▶ **SET EXERCISE**: Locate each line in the records below that contains the string "standing", and copy those lines. Matching is case-sensitive.

□ □ □ □ □

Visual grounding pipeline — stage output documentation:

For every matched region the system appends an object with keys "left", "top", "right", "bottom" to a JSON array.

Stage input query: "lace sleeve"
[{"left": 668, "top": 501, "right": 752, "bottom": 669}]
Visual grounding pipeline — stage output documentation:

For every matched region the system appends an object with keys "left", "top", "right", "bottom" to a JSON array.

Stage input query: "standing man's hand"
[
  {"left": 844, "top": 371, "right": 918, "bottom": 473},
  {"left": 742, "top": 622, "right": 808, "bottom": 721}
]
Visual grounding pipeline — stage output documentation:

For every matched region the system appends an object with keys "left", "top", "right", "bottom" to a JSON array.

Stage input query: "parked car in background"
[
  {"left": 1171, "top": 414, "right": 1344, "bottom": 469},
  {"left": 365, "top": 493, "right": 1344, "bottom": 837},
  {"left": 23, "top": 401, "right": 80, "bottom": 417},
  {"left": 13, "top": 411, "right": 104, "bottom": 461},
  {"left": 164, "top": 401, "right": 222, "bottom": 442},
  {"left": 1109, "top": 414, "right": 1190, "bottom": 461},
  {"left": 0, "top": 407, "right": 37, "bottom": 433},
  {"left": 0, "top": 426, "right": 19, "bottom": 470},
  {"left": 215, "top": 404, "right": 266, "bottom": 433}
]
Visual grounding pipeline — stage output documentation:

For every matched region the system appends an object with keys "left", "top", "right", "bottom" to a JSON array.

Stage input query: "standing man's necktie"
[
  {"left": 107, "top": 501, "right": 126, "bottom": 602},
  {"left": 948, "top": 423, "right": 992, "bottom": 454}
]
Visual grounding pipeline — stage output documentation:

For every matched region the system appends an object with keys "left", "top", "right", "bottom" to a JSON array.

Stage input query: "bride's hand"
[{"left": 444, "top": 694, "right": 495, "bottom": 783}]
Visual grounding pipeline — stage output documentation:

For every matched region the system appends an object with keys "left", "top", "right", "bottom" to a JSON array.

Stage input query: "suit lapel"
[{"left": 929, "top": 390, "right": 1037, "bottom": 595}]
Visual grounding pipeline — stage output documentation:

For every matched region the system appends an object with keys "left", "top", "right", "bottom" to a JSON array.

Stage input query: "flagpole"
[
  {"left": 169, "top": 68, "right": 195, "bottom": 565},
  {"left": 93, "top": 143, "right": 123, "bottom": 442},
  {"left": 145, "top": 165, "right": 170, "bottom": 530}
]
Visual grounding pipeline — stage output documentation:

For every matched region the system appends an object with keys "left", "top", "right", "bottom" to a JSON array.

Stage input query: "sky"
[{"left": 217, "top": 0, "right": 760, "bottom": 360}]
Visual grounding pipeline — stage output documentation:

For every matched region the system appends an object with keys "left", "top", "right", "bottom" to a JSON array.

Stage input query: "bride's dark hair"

□ □ □ □ □

▶ **TASK RESPONSE**:
Stage input query: "standing man's hand"
Stage input query: "standing man's necktie"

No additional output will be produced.